> Exercise prompt: Collect each line of the material below that contains the string "distant", copying each line in full. Case counts.

-- START Given data --

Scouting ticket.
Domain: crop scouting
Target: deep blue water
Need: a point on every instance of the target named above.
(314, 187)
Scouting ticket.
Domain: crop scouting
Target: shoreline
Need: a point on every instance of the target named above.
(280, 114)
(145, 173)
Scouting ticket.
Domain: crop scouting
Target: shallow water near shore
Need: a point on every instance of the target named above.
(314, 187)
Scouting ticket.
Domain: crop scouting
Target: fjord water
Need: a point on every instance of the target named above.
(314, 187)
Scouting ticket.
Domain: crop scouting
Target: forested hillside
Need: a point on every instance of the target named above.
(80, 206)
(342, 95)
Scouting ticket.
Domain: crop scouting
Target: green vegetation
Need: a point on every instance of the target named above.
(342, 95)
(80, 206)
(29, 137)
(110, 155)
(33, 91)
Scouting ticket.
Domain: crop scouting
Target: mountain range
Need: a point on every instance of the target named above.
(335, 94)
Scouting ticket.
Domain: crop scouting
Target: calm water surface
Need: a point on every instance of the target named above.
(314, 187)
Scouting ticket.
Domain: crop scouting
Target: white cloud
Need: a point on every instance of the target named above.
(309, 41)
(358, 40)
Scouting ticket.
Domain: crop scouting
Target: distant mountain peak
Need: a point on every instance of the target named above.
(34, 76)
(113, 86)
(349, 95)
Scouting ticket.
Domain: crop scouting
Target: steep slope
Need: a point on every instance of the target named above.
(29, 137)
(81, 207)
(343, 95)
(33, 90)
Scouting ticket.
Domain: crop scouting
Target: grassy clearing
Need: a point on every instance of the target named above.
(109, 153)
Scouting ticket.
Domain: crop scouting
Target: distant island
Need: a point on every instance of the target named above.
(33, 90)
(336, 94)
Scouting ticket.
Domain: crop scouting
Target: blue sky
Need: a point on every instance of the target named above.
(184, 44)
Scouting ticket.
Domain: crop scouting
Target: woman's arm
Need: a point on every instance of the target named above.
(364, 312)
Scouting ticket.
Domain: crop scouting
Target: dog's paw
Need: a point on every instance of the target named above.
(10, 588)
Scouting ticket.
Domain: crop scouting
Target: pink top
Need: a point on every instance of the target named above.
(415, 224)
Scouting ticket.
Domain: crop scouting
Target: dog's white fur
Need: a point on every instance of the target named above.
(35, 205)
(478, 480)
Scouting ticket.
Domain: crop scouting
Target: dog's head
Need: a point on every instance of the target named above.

-- END Given data --

> Answer to the task:
Target: distant mountain peak
Target: distant island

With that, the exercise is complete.